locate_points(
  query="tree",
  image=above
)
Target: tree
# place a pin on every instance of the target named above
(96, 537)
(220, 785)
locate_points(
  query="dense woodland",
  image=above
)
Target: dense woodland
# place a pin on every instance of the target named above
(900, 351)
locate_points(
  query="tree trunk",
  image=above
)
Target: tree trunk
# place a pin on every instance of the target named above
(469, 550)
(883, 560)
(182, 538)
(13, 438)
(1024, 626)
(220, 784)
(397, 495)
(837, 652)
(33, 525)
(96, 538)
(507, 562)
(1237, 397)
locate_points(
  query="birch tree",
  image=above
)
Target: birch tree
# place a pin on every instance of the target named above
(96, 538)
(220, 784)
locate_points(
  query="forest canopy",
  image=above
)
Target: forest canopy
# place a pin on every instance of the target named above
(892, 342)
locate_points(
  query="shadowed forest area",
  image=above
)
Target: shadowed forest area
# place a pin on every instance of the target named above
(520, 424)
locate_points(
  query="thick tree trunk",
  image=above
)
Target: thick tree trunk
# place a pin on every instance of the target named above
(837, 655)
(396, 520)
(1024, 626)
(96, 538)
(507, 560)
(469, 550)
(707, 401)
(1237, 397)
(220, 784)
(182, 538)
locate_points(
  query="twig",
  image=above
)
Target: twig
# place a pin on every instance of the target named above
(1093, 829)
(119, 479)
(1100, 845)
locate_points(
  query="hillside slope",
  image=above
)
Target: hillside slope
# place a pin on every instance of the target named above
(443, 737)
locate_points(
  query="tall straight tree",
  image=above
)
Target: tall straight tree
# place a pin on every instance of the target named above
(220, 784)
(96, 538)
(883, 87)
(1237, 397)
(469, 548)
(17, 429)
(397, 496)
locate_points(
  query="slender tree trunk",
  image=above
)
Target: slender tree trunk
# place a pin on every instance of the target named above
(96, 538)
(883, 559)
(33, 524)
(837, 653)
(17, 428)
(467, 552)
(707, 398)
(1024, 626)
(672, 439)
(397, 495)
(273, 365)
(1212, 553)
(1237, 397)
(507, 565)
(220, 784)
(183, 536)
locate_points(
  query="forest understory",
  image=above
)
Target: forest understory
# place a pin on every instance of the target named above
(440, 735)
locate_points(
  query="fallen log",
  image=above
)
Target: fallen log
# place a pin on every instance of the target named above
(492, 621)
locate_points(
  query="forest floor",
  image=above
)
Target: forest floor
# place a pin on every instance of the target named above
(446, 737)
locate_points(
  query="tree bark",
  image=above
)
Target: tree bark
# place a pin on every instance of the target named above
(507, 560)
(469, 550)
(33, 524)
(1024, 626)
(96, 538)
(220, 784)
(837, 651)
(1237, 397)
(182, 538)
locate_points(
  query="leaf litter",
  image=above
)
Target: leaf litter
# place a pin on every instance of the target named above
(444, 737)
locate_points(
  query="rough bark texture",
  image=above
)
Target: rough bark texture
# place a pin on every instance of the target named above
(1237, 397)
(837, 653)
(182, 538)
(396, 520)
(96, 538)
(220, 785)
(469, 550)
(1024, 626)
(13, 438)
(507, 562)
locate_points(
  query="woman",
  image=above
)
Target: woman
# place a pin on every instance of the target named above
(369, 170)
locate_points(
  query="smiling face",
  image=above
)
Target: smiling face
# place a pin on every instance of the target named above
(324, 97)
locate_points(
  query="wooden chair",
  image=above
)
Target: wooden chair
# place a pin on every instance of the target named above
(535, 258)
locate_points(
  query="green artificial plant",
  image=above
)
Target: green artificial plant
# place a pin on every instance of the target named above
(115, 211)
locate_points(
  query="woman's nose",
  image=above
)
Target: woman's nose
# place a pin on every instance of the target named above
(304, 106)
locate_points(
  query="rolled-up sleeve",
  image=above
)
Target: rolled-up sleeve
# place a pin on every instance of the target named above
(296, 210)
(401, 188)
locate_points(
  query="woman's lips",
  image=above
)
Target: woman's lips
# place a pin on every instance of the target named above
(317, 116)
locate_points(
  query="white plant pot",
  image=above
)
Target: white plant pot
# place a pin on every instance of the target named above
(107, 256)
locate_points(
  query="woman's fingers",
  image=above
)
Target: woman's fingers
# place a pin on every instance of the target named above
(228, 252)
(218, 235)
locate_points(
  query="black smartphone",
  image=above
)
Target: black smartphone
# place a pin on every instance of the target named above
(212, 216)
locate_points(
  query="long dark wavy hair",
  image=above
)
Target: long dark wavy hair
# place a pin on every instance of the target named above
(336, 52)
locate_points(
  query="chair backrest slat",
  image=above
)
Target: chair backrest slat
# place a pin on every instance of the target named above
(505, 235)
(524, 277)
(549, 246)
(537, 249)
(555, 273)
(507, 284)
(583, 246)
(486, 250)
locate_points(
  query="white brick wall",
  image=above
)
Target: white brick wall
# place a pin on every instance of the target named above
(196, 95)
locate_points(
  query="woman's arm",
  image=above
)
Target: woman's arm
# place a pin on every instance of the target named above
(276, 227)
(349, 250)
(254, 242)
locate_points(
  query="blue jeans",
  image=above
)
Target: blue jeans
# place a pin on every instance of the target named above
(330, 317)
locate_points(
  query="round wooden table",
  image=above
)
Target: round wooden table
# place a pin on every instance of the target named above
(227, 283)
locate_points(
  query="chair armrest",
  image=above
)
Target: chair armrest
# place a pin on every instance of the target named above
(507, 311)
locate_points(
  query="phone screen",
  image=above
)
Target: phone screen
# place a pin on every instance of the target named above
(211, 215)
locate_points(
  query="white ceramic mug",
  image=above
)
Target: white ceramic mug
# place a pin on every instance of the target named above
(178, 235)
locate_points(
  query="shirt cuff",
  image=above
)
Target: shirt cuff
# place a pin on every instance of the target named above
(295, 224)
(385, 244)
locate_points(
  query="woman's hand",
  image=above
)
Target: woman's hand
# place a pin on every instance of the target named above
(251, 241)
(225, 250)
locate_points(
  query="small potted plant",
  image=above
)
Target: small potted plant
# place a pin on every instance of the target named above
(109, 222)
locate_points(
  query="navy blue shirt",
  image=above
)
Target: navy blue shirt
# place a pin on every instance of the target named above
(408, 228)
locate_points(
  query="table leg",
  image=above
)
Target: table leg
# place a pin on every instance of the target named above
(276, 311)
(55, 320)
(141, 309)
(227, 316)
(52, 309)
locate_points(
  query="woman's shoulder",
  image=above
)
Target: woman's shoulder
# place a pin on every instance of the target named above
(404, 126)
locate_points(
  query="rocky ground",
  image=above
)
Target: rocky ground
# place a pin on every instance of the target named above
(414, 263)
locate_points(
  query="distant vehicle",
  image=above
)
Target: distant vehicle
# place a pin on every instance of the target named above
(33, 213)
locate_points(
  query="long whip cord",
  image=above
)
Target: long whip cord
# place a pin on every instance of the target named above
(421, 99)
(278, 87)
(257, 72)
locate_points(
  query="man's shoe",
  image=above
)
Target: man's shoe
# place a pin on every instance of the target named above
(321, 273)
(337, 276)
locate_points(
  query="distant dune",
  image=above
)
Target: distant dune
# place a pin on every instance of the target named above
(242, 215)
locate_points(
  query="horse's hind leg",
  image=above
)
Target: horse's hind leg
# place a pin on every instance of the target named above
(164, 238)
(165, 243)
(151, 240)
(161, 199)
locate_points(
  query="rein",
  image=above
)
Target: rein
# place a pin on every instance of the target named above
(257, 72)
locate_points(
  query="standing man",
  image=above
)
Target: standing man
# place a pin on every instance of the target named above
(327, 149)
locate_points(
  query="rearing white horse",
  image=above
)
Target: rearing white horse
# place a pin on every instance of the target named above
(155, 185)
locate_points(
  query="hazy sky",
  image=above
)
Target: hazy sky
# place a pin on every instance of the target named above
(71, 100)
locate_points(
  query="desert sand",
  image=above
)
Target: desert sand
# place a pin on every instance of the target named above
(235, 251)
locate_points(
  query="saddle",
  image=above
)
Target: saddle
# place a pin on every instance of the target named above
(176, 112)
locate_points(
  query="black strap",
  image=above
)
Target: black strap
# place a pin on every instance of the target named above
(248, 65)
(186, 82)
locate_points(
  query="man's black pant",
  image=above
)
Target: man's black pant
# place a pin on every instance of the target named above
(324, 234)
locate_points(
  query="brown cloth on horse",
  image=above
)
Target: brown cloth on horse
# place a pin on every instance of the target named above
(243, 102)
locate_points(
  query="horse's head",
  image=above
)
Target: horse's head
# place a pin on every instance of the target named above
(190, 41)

### AIM OF THE EXERCISE
Report every line containing the string "small" in the material.

### EXERCISE OUTPUT
  query="small potted plant",
Target: small potted plant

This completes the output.